While the media portray Lapid, Gantz and the host of former generals, intelligence and security chiefs, the Histadrut labour federation and heads of Israel’s tech sector as leading the movement against Netanyahu’s dictatorial legislation, they are acting swiftly to betray it. Their aim is to agree some cosmetic changes to the planned legislation that will demobilise the largest protest movement in Israel’s 75-year history and prop up the rule of Israel’s oligarchs against the people.
These leaders, many of whom have served in previous governments headed by Netanyahu, do not represent a progressive alternative. They have few fundamental policy differences with him. Equally committed to the Zionist project, Jewish supremacy and the suppression of the Palestinians within a system of apartheid rule—along with the enrichment of Israel’s corporate elite—they fear his measures will destroy Israel’s democratic fig leaf and endanger its relationship with the United States that is crucial for the country’s economic and military security. To this end, these forces will readily swallow their dislike of Netanyahu and form a government of national unity, displacing his fascistic partners.
For three months, hundreds of thousands have taken to the streets in protest against Netanyahu’s plans to give his coalition of fascists, racists and religious zealots dictatorial powers by neutering the judiciary—the only arm of the state that his far-right government does not control.
According to a survey carried out before Netanyahu fired his Defence Minister Yoav Gallant for calling on him to abandon plans that threatened to destabilise the Israel Defence Forces (IDF), a majority of Israeli Jews are opposed to the plans, with 53 percent defining themselves as ‘opposed to the reform.’ All opinion polls show that the government would lose its majority in the Knesset if fresh elections were held.
As news of Gallant’s sacking was announced Sunday, up to 600,000 turned out to protest and mass strikes broke out, closing universities, schools, workplaces and government operations and grounding flights and shutting ports.
The Histadrut, dedicated to the defence of the Jewish state, had repeatedly refused to call a general strike over the government’s plans. It only did so when it became clear that workers had begun to act independently of the unions. As soon as Netanyahu announced Monday evening that he was “pausing” the legislation till May, Histadrut chief Arnon Bar-David called off the strike.
But Netanyahu, having come under enormous pressure from US President Joe Biden, who had sent several officials to Tel Aviv to urge him to make some concessions to the opposition movement, had to buy off his fascistic coalition partners to remain in power. In return for a short delay, he pledged to establish and fund a new National Guard under the control of the Minister of National Security, Itamar Ben-Gvir, head of Jewish Power and a leader of fascist settlers in the occupied West Bank. The paramilitary force will be allowed to carry guns that will be used not just against Israel’s Palestinian citizens but also against Israeli workers and youth.
Netanyahu insisted he was not abandoning the judicial overhaul and that if no compromise is found by the summer, he would go ahead with it anyway.
########################################
## The tasks
- a) Condense the paragraph of the article on the Israeli protests that begins "The Histadrut, dedicated to" into a short bulleted list that keeps its main facts.
- b) Using the article on the Israeli protests, answer these questions:
(i) How many people turned out to protest when Gallant's sacking was announced?
(ii) What percentage of Israeli Jews defined themselves as "opposed to the reform"?
(iii) Until what month did Netanyahu say he was pausing the legislation?
- c) Revise the part of the article on the Israeli protests that opens with the words "According to a" and closes with "elections were held.", replacing "Knesset" with "parliament".
The entries after this point come from a separate source.
########################################
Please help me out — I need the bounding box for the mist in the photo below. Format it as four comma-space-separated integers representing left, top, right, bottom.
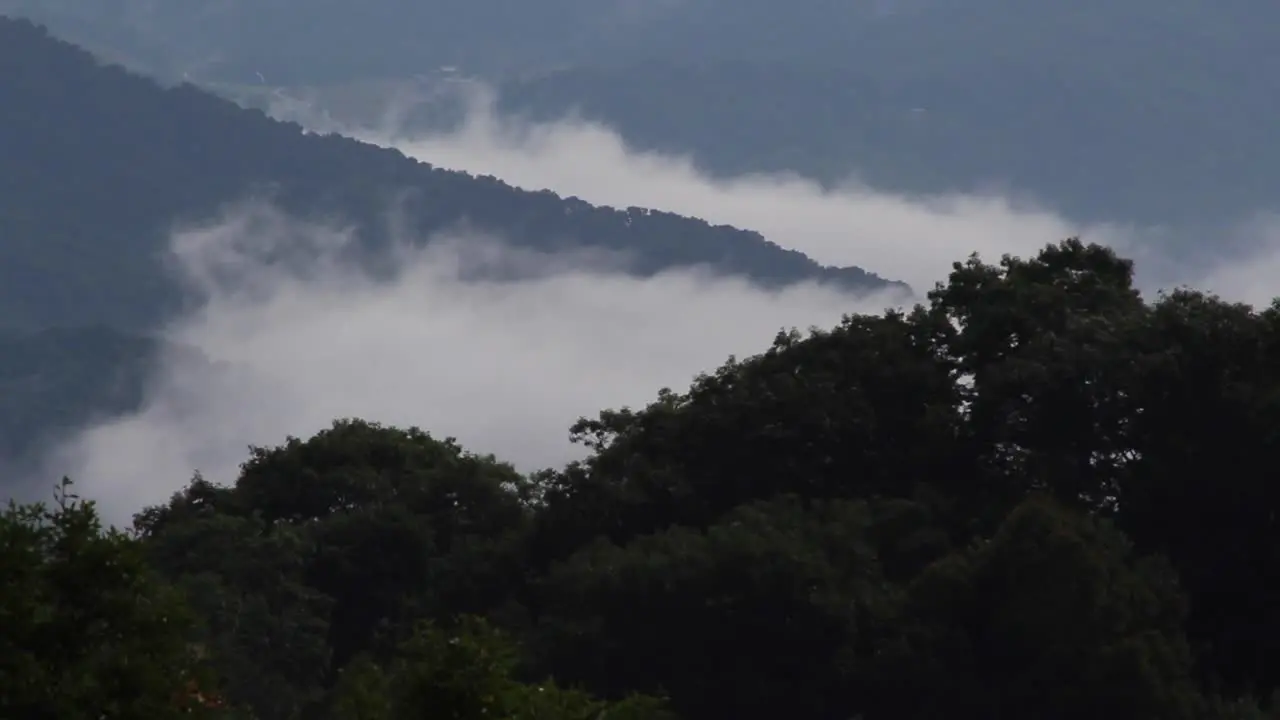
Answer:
35, 89, 1280, 523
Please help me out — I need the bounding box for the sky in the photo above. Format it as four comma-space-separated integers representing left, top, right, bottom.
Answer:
35, 85, 1280, 523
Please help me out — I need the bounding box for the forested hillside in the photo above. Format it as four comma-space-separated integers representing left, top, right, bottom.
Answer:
0, 241, 1280, 720
0, 18, 886, 329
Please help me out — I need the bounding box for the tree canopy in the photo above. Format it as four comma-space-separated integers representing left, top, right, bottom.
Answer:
0, 240, 1280, 720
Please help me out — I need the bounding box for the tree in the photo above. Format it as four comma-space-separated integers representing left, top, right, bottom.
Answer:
876, 497, 1203, 720
0, 480, 234, 720
332, 609, 673, 720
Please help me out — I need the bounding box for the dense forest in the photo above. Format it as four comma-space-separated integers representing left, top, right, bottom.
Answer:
0, 18, 888, 331
12, 0, 1280, 229
10, 240, 1280, 720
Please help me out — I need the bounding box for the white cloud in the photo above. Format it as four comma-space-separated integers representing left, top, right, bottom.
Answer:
37, 89, 1280, 521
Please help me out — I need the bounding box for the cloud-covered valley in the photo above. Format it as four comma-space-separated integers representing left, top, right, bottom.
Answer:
37, 87, 1280, 521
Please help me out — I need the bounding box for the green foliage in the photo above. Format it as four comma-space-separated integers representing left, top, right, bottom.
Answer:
879, 498, 1201, 720
333, 618, 668, 720
0, 482, 227, 720
12, 240, 1280, 720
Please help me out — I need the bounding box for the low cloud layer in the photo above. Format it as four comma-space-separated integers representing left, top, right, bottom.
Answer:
35, 94, 1280, 521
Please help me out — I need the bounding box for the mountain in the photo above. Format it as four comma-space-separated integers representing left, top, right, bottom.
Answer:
499, 56, 1280, 225
0, 20, 887, 329
0, 327, 161, 468
0, 18, 892, 479
49, 0, 1280, 228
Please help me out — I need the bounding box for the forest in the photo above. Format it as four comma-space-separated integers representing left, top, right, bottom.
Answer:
10, 240, 1280, 720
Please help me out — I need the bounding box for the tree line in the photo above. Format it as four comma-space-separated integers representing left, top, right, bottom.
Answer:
0, 240, 1280, 720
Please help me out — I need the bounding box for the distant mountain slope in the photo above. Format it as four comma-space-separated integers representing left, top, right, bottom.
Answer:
0, 328, 160, 471
500, 57, 1280, 224
0, 18, 901, 328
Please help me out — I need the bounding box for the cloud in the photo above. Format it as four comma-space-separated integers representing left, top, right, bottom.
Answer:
40, 206, 887, 521
37, 89, 1280, 521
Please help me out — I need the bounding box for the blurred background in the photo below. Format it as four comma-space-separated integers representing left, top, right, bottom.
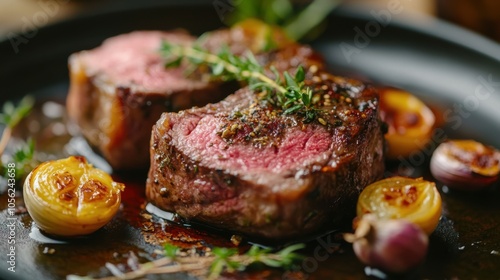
########################################
## Results of the tasks
- a)
- The Histadrut, committed to defending the Jewish state, repeatedly refused to call a general strike over the government's plans.
- It called one only once workers had begun acting independently of the unions.
- When Netanyahu announced Monday evening that the legislation was "paused" until May, Histadrut chief Arnon Bar-David called the strike off.

- b)
(i) Up to 600,000.
(ii) 53 percent.
(iii) May.

- c)
According to a survey carried out before Netanyahu fired his Defence Minister Yoav Gallant for calling on him to abandon plans that threatened to destabilise the Israel Defence Forces (IDF), a majority of Israeli Jews are opposed to the plans, with 53 percent defining themselves as ‘opposed to the reform.’ All opinion polls show that the government would lose its majority in the parliament if fresh elections were held.